◆ **Задание 1**
Напечатайте без изменений ту часть записей, которая открывается их первой строкой и заканчивается строкой, содержащей «POLYGON ((154 54, 154», включив обе границы. Изображения в ответ не включайте.

Торговлей, имевшей чисто местное значение, обычно занимались приезжие купцы, а с середины XVII века ее центрами стали городские ярмарки. Крупнейшей была Нижегородская, находившаяся на речном торговом пути из Балтийского моря в Среднюю Азию. Впервые проведенная в 1624 году, эта ярмарка ежегодно проходила в июле — августе, и к началу XIX века ее годовой оборот оценивался в 140 миллионов рублей. Три четверти этого оборота приходилось на российские товары, в первую очередь металлические изделия и ткани.

Лишь в середине XIX века ярмарки стали вытесняться постоянно действующими магазинами. Ранее розничная торговля получила широкое развитие только в Москве, на Гостином дворе, по сути, представлявшем огромный восточный базар, где под стеклянными сводами торговцы предлагали свои товары, причем каждый ряд специализировался на определенном типе продукции.

По словам Хакстхаузена, «трудно найти во всем мире под одной крышей такое многообразие самых различных предметов». И тем не менее, купцы отказывались перейти в прекрасный новый торговый центр, открывшийся в 1839 году, предпочитая традиционные ларьки, расположенные рядами.

Из общей модели неуверенного роста городских институтов несколько выпадали Санкт-Петербург (основан в 1703 году) и Одесса (1794). Особенно быстро развивалась Одесса, занимавшая выгодное положение как центр оживленной торговли зерном. Во многом этому содействовала политика губернатора Новороссии начала XIX века, дюка де Ришелье, французского эмигранта, спланировавшего строительство большого города с современным портом, прекрасными общественными зданиями, открытыми площадями и улицами и добротными санитарными сооружениями. Одесса стала городом-космополитом, населенным немцами, евреями, поляками и выходцами с Ближнего Востока, а также русскими и украинцами.

◆ **Записанные данные**
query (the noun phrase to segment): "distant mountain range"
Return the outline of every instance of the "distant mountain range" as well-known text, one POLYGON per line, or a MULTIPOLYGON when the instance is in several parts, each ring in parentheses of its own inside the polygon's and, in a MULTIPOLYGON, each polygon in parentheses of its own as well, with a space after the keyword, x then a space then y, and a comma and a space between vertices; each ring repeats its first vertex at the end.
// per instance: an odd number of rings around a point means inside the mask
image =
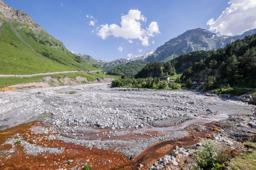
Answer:
POLYGON ((146 60, 148 62, 166 61, 192 51, 217 50, 255 33, 256 29, 246 31, 241 35, 231 36, 217 35, 200 28, 188 30, 158 47, 146 60))
POLYGON ((0 74, 95 70, 69 51, 27 14, 0 0, 0 74))
POLYGON ((153 62, 166 61, 191 52, 217 50, 228 43, 244 38, 246 35, 256 33, 256 29, 234 36, 219 36, 200 28, 190 30, 172 38, 163 45, 143 55, 136 55, 129 59, 118 59, 106 62, 89 55, 77 55, 92 63, 97 64, 107 72, 115 67, 127 63, 145 63, 153 62))
POLYGON ((154 54, 154 53, 155 53, 155 50, 152 50, 146 54, 144 54, 143 55, 136 55, 133 58, 130 58, 129 60, 131 61, 139 59, 146 59, 147 58, 148 56, 154 54))
POLYGON ((93 64, 95 64, 101 68, 103 71, 107 72, 109 70, 112 70, 117 66, 126 64, 129 62, 131 63, 142 63, 146 62, 145 59, 149 55, 152 54, 155 52, 153 50, 149 53, 142 55, 136 55, 134 58, 129 59, 120 58, 113 61, 106 62, 94 58, 90 55, 84 54, 82 53, 76 54, 76 55, 80 56, 82 58, 88 61, 93 64), (136 62, 138 61, 138 62, 136 62))

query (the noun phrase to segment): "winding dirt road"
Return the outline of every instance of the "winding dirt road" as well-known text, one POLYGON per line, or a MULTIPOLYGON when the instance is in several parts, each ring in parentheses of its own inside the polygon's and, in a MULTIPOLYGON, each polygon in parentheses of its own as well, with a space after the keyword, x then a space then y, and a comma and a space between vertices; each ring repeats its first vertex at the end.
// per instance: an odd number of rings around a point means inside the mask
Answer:
POLYGON ((33 76, 45 76, 50 75, 53 74, 59 74, 63 73, 93 73, 94 72, 98 72, 98 70, 90 71, 88 72, 84 72, 81 70, 75 70, 75 71, 66 71, 64 72, 52 72, 49 73, 43 73, 34 74, 28 74, 28 75, 4 75, 0 74, 0 77, 30 77, 33 76))

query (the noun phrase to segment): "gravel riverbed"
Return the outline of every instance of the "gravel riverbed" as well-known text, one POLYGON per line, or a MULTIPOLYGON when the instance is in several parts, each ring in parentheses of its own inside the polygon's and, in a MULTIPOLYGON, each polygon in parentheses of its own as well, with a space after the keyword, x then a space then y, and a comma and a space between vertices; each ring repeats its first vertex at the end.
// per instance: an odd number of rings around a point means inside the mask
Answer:
MULTIPOLYGON (((43 121, 44 126, 30 129, 34 134, 52 132, 48 139, 113 150, 133 158, 156 142, 187 135, 184 129, 192 124, 248 114, 252 107, 233 99, 183 90, 111 88, 107 84, 54 87, 0 93, 0 128, 43 121), (102 130, 112 131, 102 133, 108 140, 79 138, 91 134, 97 137, 102 130), (148 132, 151 131, 158 133, 151 135, 148 132), (127 138, 130 135, 150 137, 127 138), (120 138, 112 139, 113 136, 120 138)), ((31 150, 30 154, 38 154, 38 148, 25 142, 23 144, 31 150)))

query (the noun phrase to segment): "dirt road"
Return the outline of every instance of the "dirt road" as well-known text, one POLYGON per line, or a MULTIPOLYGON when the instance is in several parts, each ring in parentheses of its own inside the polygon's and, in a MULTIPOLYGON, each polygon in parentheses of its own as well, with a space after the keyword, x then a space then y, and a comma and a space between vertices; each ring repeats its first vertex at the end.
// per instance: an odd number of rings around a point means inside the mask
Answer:
POLYGON ((93 73, 94 72, 98 72, 98 70, 90 71, 88 72, 84 72, 83 71, 75 70, 75 71, 65 71, 64 72, 52 72, 49 73, 43 73, 34 74, 33 74, 28 75, 4 75, 0 74, 0 77, 30 77, 33 76, 48 76, 54 74, 59 74, 70 73, 93 73))

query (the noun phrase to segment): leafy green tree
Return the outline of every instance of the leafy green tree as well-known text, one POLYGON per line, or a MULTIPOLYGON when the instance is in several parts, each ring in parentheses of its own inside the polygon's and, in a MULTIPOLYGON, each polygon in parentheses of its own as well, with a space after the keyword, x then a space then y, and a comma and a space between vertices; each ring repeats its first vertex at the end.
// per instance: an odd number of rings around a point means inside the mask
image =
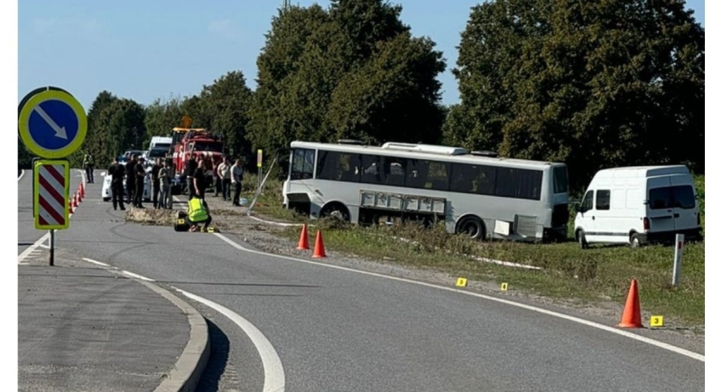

◆ **Задание 2**
Ответьте на вопросы по отрывку о торговле.
(а) В каком году впервые провели Нижегородскую ярмарку?
(б) В каком году открылся новый торговый центр, куда купцы отказывались перейти?
(в) Центром торговли каким товаром была Одесса?

◆ **Ответ 1**
query (the noun phrase to segment): "distant mountain range"
Return the outline of every instance of the "distant mountain range" as well-known text, one POLYGON per line, or a MULTIPOLYGON when the instance is in several parts, each ring in parentheses of its own inside the polygon's and, in a MULTIPOLYGON, each polygon in parentheses of its own as well, with a space after the keyword, x then a space then y, and a comma and a space between vertices; each ring repeats its first vertex at the end.
// per instance: an odd number of rings around a point means inside the mask
image =
Answer:
POLYGON ((146 60, 148 62, 166 61, 192 51, 217 50, 255 33, 256 29, 246 31, 241 35, 231 36, 217 35, 200 28, 188 30, 158 47, 146 60))
POLYGON ((0 74, 95 70, 69 51, 27 14, 0 0, 0 74))
POLYGON ((153 62, 166 61, 191 52, 217 50, 228 43, 244 38, 246 35, 256 33, 256 29, 234 36, 219 36, 200 28, 190 30, 172 38, 163 45, 143 55, 136 55, 129 59, 118 59, 106 62, 89 55, 77 55, 92 63, 97 64, 107 72, 115 67, 127 63, 145 63, 153 62))
POLYGON ((154 54, 154 53, 155 53, 155 50, 152 50, 146 54, 144 54, 143 55, 136 55, 133 58, 130 58, 129 60, 131 61, 139 59, 146 59, 147 58, 148 56, 154 54))

◆ **Ответ 2**
(а) В 1624 году.
(б) В 1839 году.
(в) Зерном.